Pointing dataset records
<<<<

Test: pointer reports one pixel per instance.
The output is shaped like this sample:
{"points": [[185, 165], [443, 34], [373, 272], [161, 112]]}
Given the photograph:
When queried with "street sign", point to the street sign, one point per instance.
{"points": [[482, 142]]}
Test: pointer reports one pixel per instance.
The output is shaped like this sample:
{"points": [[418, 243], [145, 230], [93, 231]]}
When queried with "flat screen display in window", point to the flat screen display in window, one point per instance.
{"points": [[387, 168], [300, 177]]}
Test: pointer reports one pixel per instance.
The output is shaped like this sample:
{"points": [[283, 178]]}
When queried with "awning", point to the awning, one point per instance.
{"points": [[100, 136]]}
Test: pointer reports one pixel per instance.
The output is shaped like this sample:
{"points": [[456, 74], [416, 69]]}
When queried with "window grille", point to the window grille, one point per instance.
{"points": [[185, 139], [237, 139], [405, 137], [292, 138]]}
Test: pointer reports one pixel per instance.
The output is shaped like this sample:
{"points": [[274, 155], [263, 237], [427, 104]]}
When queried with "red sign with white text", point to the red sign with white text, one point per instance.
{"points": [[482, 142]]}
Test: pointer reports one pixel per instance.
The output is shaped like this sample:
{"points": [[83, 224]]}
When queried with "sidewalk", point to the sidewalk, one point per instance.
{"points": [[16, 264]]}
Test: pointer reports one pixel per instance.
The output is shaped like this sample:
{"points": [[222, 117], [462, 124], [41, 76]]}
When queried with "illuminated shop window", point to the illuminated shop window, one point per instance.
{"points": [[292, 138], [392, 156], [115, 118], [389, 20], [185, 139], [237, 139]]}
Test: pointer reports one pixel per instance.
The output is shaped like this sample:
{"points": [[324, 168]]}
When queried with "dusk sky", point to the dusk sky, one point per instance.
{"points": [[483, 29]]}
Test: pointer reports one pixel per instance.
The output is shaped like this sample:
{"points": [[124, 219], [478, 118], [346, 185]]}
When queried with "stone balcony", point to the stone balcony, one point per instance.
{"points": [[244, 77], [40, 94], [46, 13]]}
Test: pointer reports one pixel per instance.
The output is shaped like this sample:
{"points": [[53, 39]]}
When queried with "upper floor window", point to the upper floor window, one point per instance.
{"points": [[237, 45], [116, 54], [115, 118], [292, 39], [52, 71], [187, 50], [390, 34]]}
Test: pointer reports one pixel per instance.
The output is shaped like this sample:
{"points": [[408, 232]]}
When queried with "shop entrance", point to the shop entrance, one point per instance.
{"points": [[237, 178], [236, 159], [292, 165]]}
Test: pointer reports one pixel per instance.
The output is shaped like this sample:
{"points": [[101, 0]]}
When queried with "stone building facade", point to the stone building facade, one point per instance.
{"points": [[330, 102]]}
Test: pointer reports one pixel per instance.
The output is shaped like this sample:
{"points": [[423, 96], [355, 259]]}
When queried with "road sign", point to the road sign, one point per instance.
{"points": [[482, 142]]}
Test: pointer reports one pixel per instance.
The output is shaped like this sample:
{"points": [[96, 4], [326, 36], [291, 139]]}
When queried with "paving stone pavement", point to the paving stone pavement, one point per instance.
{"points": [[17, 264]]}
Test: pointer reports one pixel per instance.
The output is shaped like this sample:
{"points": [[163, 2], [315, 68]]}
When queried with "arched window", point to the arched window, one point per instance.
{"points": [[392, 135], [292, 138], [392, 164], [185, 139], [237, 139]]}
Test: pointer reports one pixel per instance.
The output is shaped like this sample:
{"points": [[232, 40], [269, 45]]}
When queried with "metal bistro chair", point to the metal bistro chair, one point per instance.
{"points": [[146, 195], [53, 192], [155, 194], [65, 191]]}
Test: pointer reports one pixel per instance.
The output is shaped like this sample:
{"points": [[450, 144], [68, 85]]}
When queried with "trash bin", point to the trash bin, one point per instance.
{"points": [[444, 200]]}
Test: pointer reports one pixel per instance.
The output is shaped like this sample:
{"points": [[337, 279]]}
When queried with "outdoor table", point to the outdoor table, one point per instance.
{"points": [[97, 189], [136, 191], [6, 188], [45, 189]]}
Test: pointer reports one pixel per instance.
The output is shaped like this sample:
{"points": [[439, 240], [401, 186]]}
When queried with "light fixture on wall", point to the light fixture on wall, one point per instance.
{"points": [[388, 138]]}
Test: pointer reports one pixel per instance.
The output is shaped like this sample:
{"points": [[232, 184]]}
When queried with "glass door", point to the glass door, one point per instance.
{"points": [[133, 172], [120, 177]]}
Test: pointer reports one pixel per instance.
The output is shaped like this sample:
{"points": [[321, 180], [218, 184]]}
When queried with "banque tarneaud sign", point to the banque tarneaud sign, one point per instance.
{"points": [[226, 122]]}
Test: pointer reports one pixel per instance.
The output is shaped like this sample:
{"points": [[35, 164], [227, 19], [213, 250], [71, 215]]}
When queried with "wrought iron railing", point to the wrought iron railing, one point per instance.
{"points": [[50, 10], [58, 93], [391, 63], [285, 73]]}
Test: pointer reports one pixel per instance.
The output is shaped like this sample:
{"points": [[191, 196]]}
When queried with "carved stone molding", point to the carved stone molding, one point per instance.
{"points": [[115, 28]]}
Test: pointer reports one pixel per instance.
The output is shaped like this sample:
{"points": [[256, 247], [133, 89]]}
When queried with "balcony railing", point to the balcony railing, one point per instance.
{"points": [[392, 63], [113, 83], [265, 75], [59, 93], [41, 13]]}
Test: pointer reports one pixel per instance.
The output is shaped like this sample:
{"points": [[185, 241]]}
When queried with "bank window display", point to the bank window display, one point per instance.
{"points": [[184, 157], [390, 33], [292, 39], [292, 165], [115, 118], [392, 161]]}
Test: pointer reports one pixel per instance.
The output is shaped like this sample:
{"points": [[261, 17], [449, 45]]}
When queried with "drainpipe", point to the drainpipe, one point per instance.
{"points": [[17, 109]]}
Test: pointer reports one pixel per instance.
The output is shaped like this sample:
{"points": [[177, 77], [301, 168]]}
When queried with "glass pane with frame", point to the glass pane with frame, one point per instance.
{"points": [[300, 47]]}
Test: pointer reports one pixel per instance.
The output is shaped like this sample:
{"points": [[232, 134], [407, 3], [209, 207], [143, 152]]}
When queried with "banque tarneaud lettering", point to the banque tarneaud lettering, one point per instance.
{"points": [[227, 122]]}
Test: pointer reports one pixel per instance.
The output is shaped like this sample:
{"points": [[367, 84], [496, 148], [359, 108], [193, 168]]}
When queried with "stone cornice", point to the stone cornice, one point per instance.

>>>>

→ Task instructions
Retype all the records, matching them exactly.

→ Expected output
Test: pointer reports one pixel per instance.
The output is shaped like this sample:
{"points": [[185, 165], [443, 34], [373, 272], [161, 112]]}
Given the photograph:
When queried with "street sign", point to the street sign, one point per instance.
{"points": [[482, 142]]}
Test: pointer reports one pixel per instance.
The output is shaped like this sample:
{"points": [[418, 243], [145, 230], [93, 231]]}
When queried with "flat screen display in window", point to the flat screen display in window, one point per instance.
{"points": [[387, 168], [300, 177]]}
Test: pointer reports one pixel per instance.
The output is shaped like this sample:
{"points": [[283, 178]]}
When queried with "awning", point to the awning, one point per instance.
{"points": [[100, 136]]}
Test: pointer reports one pixel per instance.
The output is shaped like this sample:
{"points": [[456, 74], [416, 69]]}
When queried with "window grille", point to the window grille, one point per instance.
{"points": [[185, 139], [237, 139], [405, 137], [292, 138]]}
Test: pointer reports one pixel per instance.
The output is shaped like this sample:
{"points": [[274, 155], [263, 237], [427, 104]]}
When queried with "red sign with white text", point to the red sign with white text, one point per instance.
{"points": [[482, 142]]}
Test: pointer reports one pixel per instance.
The output is shaped like this sample:
{"points": [[83, 224]]}
When queried with "sidewalk", point to the sidewalk, one point per instance.
{"points": [[16, 264]]}
Test: pointer reports one pixel per instance.
The output is shaped like this sample:
{"points": [[222, 117], [462, 124], [41, 76]]}
When queried with "illuminated shop window", point to the illuminated shop window, one point per instance.
{"points": [[292, 138], [392, 156], [115, 118], [389, 20], [185, 139], [237, 139]]}
Test: pointer reports one pixel per instance.
The output is shaped like this sample:
{"points": [[324, 168]]}
When queried with "dusk sky", point to the dusk sky, one point per instance.
{"points": [[483, 29]]}
Test: pointer reports one pixel per instance.
The output is shaped like this sample:
{"points": [[124, 219], [478, 118], [346, 185]]}
When queried with "stone balcony", point to the stone balcony, one point per instance.
{"points": [[244, 77], [40, 94], [46, 13]]}
Test: pointer reports one pixel per instance.
The output is shaped like this sample:
{"points": [[53, 39]]}
When queried with "upper floor window", point to the upper floor window, one point per instance.
{"points": [[237, 45], [116, 54], [115, 118], [292, 39], [52, 71], [187, 50], [390, 34]]}
Test: pointer reports one pixel per instance.
The output is shaped like this sample:
{"points": [[408, 232]]}
When queried with "shop entrance", point to the shop entrance, one point per instance.
{"points": [[237, 178], [236, 159], [292, 165]]}
Test: pointer reports one pixel per instance.
The output is shaped like this sample:
{"points": [[101, 0]]}
When queried with "stone building facade", point to the stone building facade, one point per instance.
{"points": [[330, 102]]}
Test: pointer reports one pixel per instance.
The output is shaped like this sample:
{"points": [[423, 96], [355, 259]]}
When queried with "road sign", point to the road sign, one point per instance.
{"points": [[482, 142]]}
Test: pointer reports one pixel per instance.
The output is shaped like this sample:
{"points": [[96, 4], [326, 36], [291, 139]]}
When queried with "paving stone pavement", point to the paving stone pavement, one point per instance.
{"points": [[17, 264]]}
Test: pointer reports one pixel per instance.
The output is shaped like this sample:
{"points": [[163, 2], [315, 68]]}
When queried with "arched window", point to the arched window, one point per instance.
{"points": [[392, 135], [292, 138], [392, 164], [185, 139], [237, 139]]}
Test: pointer reports one pixel per instance.
The output is shaped like this sample:
{"points": [[232, 40], [269, 45]]}
When queried with "metal bistro chair", point to the metal bistro chair, one point per instance.
{"points": [[146, 195], [53, 192], [155, 194], [65, 191]]}
Test: pointer reports one pixel per instance.
The output is shaped like this sample:
{"points": [[450, 144], [68, 85]]}
When queried with "trash bin", point to the trash bin, one point per instance.
{"points": [[444, 200]]}
Test: pointer reports one pixel per instance.
The output is shaped like this sample:
{"points": [[337, 279]]}
When queried with "outdoor table", point to the outdoor table, one point per instance.
{"points": [[97, 189], [136, 191], [6, 188], [45, 189]]}
Test: pointer reports one pixel per instance.
The output is shaped like this sample:
{"points": [[439, 240], [401, 186]]}
When queried with "light fixture on wall", point to the light fixture on wall, one point per instance.
{"points": [[388, 138]]}
Test: pointer reports one pixel per instance.
The output is shaped like this sample:
{"points": [[232, 184]]}
When queried with "glass door", point to the glass door, one point per instance.
{"points": [[133, 172], [120, 177]]}
Test: pointer reports one pixel per instance.
The output is shaped like this sample:
{"points": [[321, 180], [218, 184]]}
When queried with "banque tarneaud sign", point to the banque tarneaud sign, one point per instance.
{"points": [[226, 122]]}
Test: pointer reports one pixel per instance.
The output is shaped like this sample:
{"points": [[35, 164], [227, 19], [213, 250], [71, 215]]}
When queried with "wrought iron railing", point to the wrought iron railing, one point per instance.
{"points": [[50, 10], [58, 93], [391, 63], [285, 73]]}
Test: pointer reports one pixel per instance.
The output is shaped like this sample:
{"points": [[191, 196]]}
When queried with "carved stone molding", point to the carved stone molding, one point per instance.
{"points": [[115, 28]]}
Test: pointer reports one pixel per instance.
The output is shaped like this sample:
{"points": [[256, 247], [133, 89]]}
When queried with "balcony railing", point to the balcony railing, one point per instance.
{"points": [[392, 63], [113, 83], [265, 75], [59, 93], [41, 13]]}
Test: pointer reports one pixel per instance.
The output is shaped like this sample:
{"points": [[185, 241]]}
When queried with "bank window display", point to the bank window display, one point per instance.
{"points": [[184, 157], [390, 33], [292, 39], [292, 165], [115, 118], [392, 161]]}
Test: pointer reports one pixel per instance.
The output is shaped like this sample:
{"points": [[261, 17], [449, 45]]}
When queried with "drainpipe", point to the drainpipe, one point per instance.
{"points": [[17, 109]]}
Test: pointer reports one pixel per instance.
The output is shaped like this sample:
{"points": [[177, 77], [301, 168]]}
When queried with "glass pane with frame", point to the glass pane with frame, one point per instance.
{"points": [[300, 47]]}
Test: pointer reports one pixel per instance.
The output is shaped like this sample:
{"points": [[232, 134], [407, 3], [209, 207], [143, 152]]}
When queried with "banque tarneaud lettering", point to the banque tarneaud lettering, one point per instance.
{"points": [[227, 122]]}
Test: pointer reports one pixel per instance.
The output is shaped like this sample:
{"points": [[367, 84], [496, 148], [359, 108], [193, 168]]}
When queried with "stone cornice", point to the stone cornice, one point per instance.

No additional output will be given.